» **READING PASSAGE**
>> Begin

86. "Lord Jim," Joseph Conrad
87. "The Bostonians," James Henry
88. "An American Tragedy," Theodore Dreiser
89. "Death Comes for the Archbishop," Willa Cather
90. "The Wind in the Willows," Kenneth Grahame
91. "This Side of Paradise," F. Scott Fitzgerald
92. "Atlas Shrugged," Ayn Rand
93. "The French Lieutenant's Woman," John Fowles
94. "Babbitt," Sinclair Lewis
95. "Kim," Rudyard Kipling
96. "The Beautiful and the Damned," F. Scott Fitzgerald
97. "Rabbit, Run," John Updike
98. "Where Angels Fear to Tread," EM Forster
99. "Main Street," Sinclair Lewis
100. "Midnight's Children," Salman Rushdie

I guess this goes to show that I spend much more time reading books that I enjoy, rather than the books that a list says I should read! I'd rather relax with a book on Tudor England, than trudge through the pages or symbolism and overly descriptive paragraphs! Don't get me wrong, there are a lot of books on this list that I really do love, but I'm surprised by the amount that I have never even heard of! Makes me think that I should branch out and start reading the books on this list! I should probably be more aware since I'm an English Teacher. It's just that I spent six years in college and graduate school reading what THEY told me to read, then I student taught and did a long-terming subbing gig, and I had to read what I was teaching my students. So, when I don't have to teach a novel or read for a class, I choose what I want to read, and as the name of my blog shows, the genre I love is historical fiction!

>> End

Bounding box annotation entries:

>> Begin

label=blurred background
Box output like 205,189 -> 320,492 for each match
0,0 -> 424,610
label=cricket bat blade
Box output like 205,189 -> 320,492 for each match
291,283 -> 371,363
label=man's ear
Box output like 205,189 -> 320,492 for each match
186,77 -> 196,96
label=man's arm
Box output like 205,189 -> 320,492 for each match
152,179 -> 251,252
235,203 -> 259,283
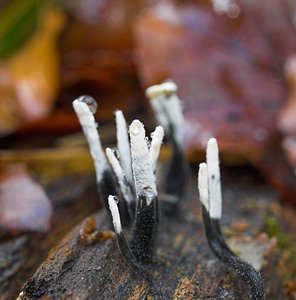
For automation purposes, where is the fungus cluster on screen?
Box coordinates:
[73,82,264,299]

>> End

» **REQUESTS**
(1) In the reading-list post, what genre does the writer say they love?
(2) Extend the reading-list post from its last sentence.
The data has no connection to the reading-list post.

» **TASK-BY-TASK ANSWERS**
(1) Historical fiction.

(2)
Onto other updates: I received the novel TO BE QUEEN by Christy English in the mail the other day, and I am trying to hurry up and finish the current book I am reading so that I can get to hers! She sent me a review copy, and I can't stop talking about it, because it's so exciting to be able to read and review a book by and author whose writing you adore! I am currently still reading the novel SINS OF THE HOUSE OF BORGIA, that I won in a contest a little while ago. I'm a little disappointed by it, but maybe because I had built it up to be so amazing before I won it? I'll review it on here as soon as I finish it! 
I've been apartment hunting in Goodyear Arizona (40 miles west of Phoenix). It's going well so far, but definitely stressful! I can't wait until the waiting is over, and I am comfortably moved in to my new place across the country!

Finally, I was thinking of doing a book giveaway. I'm not sure if 53 followers is enough to have a giveaway, does anyone have any thoughts on this??






2 comments:

  1. Giveaway thought: I have a few less followers than you and am doing my first giveaway this month. I posted a blog and forum discussion on Book Blogs to advertise. As a result, I have people other than followers entering the giveaway.
    Interesting list, but not surprising. I wonder how books make a top 100 list?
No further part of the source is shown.